Tennis:Ende der Achterbahn

ATP Qatar Open

Einer mit Herz - und Biss: Novak Djokovic wirkt erleichtert nach seinem Finalsieg in Doha, mit dem er Andy Murrays Erfolgsserie beendete.

(Foto: AK BijuRaj/Getty Images)

Nach einem turbulenten 2016 mit dem Verlust der Weltspitze meldet sich Novak Djokovic eindrucksvoll zurück: Er bezwingt in Doha seinen Nachfolger Andy Murray.

Von Gerald Kleffmann, Doha/München

In den letzten Monaten von 2016 ging es in der Welt des Novak Djokovic oft um die Begriffe Love und Peace. Sein neuer zweiter Coach Pepe Imaz, der nun an Boris Beckers Stelle gerückt ist und eine sehr eigene Tennisphilosophie lebt, predigt sie gerne. Allem Anschein nach hat er damit schon erste Erfolge bei seinem neuen Klienten erzielt, zumindest drangen aus dem Privatleben des Serben jüngst nur Plätscher-Nachrichten an die Öffentlichkeit, im Spätsommer war das anders gewesen. Mit Gattin Jelena und Söhnchen Stefan hatte Djokovic nun harmonische Tage in Monte-Carlo verbracht, dort lebt der Serbe aus Belgrad, dort hat er sich auf die neue Saison vorbereitet und die alte reflektiert. Gab ja viel zu verarbeiten.

Zuerst gewann er alles, dann verlor er einiges, Aufsehen erregte sein Bekenntnis, ausgelaugt und ein Sinnsuchender zu sein nach vier Grand-Slam-Triumphen in Serie. Die Pole Position in der Weltrangliste gab er daraufhin auch ab, an Andy Murray. Umso gespannter blickte die Branche, nach zwei Monaten Wettkampfpause, nun nach Doha, um bei der kleinen ATP-Veranstaltung zu verfolgen, wie Djokovic sein Achterbahn-Jahr verkraftet hat.

Zwei Aspekte blieben hängen: Zumindest auf dem Platz ist es mit Love und Peace vorbei, Djokovic hat prächtig geflucht, seine Mitarbeiter in der Box angepöbelt und im Endspiel zwei Verwarnungen samt Punktabzug kassiert, weil er einmal eine Zuschauerin bei einem Wutanfall mit dem Ball traf und einmal den Schläger malträtierte. Letzteres macht er zwar öfter, aber in der zweiten Jahreshälfte zerbrach in solchen Momenten nicht nur sein Arbeitsgerät, sondern auch sein Ruf der Unbesiegbarkeit. Diesmal nicht. Am Ende gewann Djokovic eben auch gleich das erste Turnier 2017 und sprach folgerichtig vom "besten Szenario" zum Saisonstart. Er hat sich wieder als Siegertyp präsentiert.

**Vorliegende Daten:**
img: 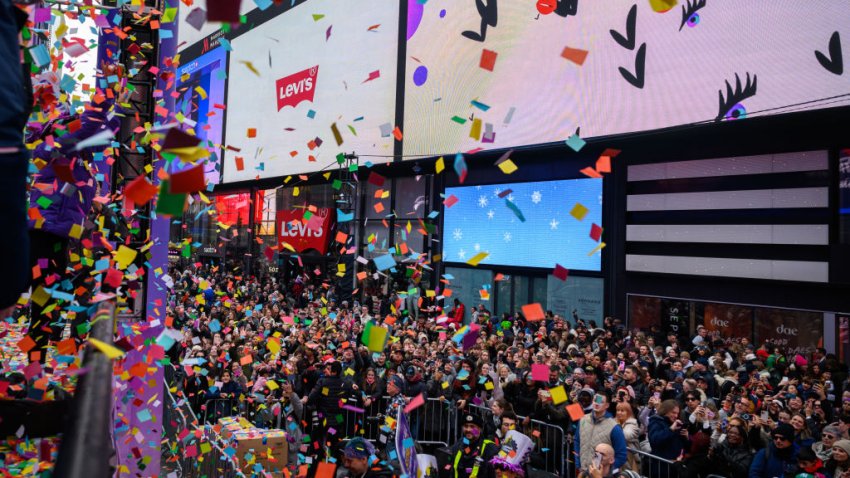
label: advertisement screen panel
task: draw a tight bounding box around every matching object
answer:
[443,179,602,271]
[404,0,850,155]
[224,0,399,183]
[174,47,227,184]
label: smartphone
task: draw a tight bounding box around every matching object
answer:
[593,452,602,469]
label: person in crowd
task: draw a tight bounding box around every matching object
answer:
[750,423,799,478]
[490,430,534,478]
[336,437,399,478]
[826,439,850,478]
[647,399,689,476]
[574,393,628,469]
[812,425,841,463]
[449,414,499,478]
[615,401,640,472]
[797,448,827,477]
[159,265,850,478]
[709,422,755,478]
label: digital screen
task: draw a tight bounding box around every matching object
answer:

**Aufgaben:**
1. Beantworte anhand des Artikels über Djokovic:
(a) Wer ist Djokovics neuer zweiter Coach?
(b) An wen verlor Djokovic die Spitzenposition der Weltrangliste?
(c) Wie viele Verwarnungen erhielt Djokovic im Endspiel?
2. Drucke aus dem Artikel über Djokovic den Abschnitt ab, der mit „ATP Qatar Open“ beginnt und bis einschließlich „Murrays Erfolgsserie beendete.“ reicht.

**Lösungen:**
1.
(a) Pepe Imaz
(b) An Andy Murray
(c) Zwei, samt Punktabzug

2.
ATP Qatar Open

Einer mit Herz - und Biss: Novak Djokovic wirkt erleichtert nach seinem Finalsieg in Doha, mit dem er Andy Murrays Erfolgsserie beendete.